▶ _読解用抜粋_
━━━━━━━━
NIMS参考物質でお茶成分を分ける !
2007.09.07
独立行政法人物質・材料研究機構
NIMSナノ物質ラボは、独自開発し機構発参考物質第2号として無償頒布中の新規ナノ物質「カーボンナノケージ (CNC) 」にユニークな特性・用途があることを発見した。
概要
- 独立行政法人物質・材料研究機構 (理事長 : 岸 輝雄) 燃料電池材料センター (センター長 : 西村 睦) ナノイオニクス材料グループのアジャヤン・ビヌー 主任研究員はナノ物質ラボ (ラボ長 : 室町 英治) 超分子グループの有賀 克彦 グループリーダーの協力のもと、独自開発し機構発参考物質第2号として無償頒布中の新規ナノ物質「カーボンナノケージ (CNC) 」にユニークな特性・用途があることを発見した。
- 「カーボンナノケージ」のユニークな特性・用途
ナノテクカーボンでカテキンとタンニンを選択分離 : 操作は混ぜて分けるだけ !
「カーボンナノケージ」を用いるこの方法で、お茶の成分からタンニンのみを選択的に除き、貧血気味の人にやさしいお茶を作ったり、吸着したタンニンを回収すれば抗菌作用の強い成分だけを取り出したりすることが可能となる。本方法は、“混ぜて分ける”だけなので、高価な器具は一切必要とせず、また環境を害する有機溶媒も要さない。経済的にも環境的にもフレンドリーな手法である。
本成果は、アメリカ化学会の Journal of the American Chemical Society 誌に速報として発表される。
補足
お茶やワインなどに含まれるポリフェノール類は、健康食品として注目されている。ただし、ポリフェノールと言っても、多種多様あり、それぞれが異なる薬効を持つ。例えば、お茶に含まれるサイズの小さいポリフェノールであるカテキンには、抗酸化作用、コレステロール低下作用、血圧上昇抑制作用などの効果があるといわれている。それに対し、サイズの大きなポリフェノール類であるタンニンは、鉄の吸収を阻害することから貧血治療などにおいては除きたい成分である一方、さまざまな抗菌作用があることが知られている。お茶が持つ抗菌作用はタンニンに由来し、抗SARS作用や、抗HIV作用があることが実験的に証明されている。このような背景から、多種多様なポリフェノールを分離し、それぞれの目的に応じた成分を的確に使うことが求められている。
━━━━━━━━
▶ _抽出データ_
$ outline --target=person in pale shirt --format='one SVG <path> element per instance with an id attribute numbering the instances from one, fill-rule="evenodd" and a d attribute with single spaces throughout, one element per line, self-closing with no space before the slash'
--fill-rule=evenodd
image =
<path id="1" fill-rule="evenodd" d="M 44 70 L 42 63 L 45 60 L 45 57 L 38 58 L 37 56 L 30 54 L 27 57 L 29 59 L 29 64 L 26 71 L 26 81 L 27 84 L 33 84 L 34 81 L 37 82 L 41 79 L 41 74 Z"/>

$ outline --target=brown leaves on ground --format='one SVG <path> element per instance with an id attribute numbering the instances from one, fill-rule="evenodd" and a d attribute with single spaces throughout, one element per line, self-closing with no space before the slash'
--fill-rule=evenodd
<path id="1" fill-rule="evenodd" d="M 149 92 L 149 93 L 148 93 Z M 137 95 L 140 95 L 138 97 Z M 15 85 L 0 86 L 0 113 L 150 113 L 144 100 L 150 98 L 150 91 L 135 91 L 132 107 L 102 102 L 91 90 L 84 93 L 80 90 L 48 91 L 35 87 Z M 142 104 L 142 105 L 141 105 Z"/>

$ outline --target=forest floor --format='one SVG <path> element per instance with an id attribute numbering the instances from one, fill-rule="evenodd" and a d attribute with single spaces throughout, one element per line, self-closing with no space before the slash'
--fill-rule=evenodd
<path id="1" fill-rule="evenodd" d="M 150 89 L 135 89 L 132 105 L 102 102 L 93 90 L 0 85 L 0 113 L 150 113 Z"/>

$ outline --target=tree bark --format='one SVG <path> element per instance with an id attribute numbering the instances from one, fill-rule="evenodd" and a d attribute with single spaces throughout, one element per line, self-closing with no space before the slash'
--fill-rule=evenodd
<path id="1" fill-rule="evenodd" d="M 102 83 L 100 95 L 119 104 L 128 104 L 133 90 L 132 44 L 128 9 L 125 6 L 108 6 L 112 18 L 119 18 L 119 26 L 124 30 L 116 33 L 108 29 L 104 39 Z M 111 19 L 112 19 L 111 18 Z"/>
━━━━━━━━
▶ _課題 1_
カーボンナノケージの記事のうち、「本成果は、アメリカ化学会の Journal of」から「に使うことが求められている。」までをそのまま書き写してください。
▶ _課題 2_
カーボンナノケージの記事に出てくる人名をすべて挙げてください。
▶ _課題 3_
カーボンナノケージの記事の内容を二文でまとめてください。

▶ _解答例 1_
本成果は、アメリカ化学会の Journal of the American Chemical Society 誌に速報として発表される。
補足
お茶やワインなどに含まれるポリフェノール類は、健康食品として注目されている。ただし、ポリフェノールと言っても、多種多様あり、それぞれが異なる薬効を持つ。例えば、お茶に含まれるサイズの小さいポリフェノールであるカテキンには、抗酸化作用、コレステロール低下作用、血圧上昇抑制作用などの効果があるといわれている。それに対し、サイズの大きなポリフェノール類であるタンニンは、鉄の吸収を阻害することから貧血治療などにおいては除きたい成分である一方、さまざまな抗菌作用があることが知られている。お茶が持つ抗菌作用はタンニンに由来し、抗SARS作用や、抗HIV作用があることが実験的に証明されている。このような背景から、多種多様なポリフェノールを分離し、それぞれの目的に応じた成分を的確に使うことが求められている。

▶ _解答例 2_
岸 輝雄、西村 睦、アジャヤン・ビヌー、室町 英治、有賀 克彦

▶ _解答例 3_
物質・材料研究機構は、独自開発して無償頒布している新規ナノ物質「カーボンナノケージ」に、お茶のカテキンとタンニンを混ぜて分けるだけで選択分離できるという特性があることを発見した。この方法では高価な器具も有機溶媒も必要とせず、タンニンを除いて貧血気味の人にやさしいお茶を作ったり、抗菌作用の強い成分だけを取り出したりすることが可能となる。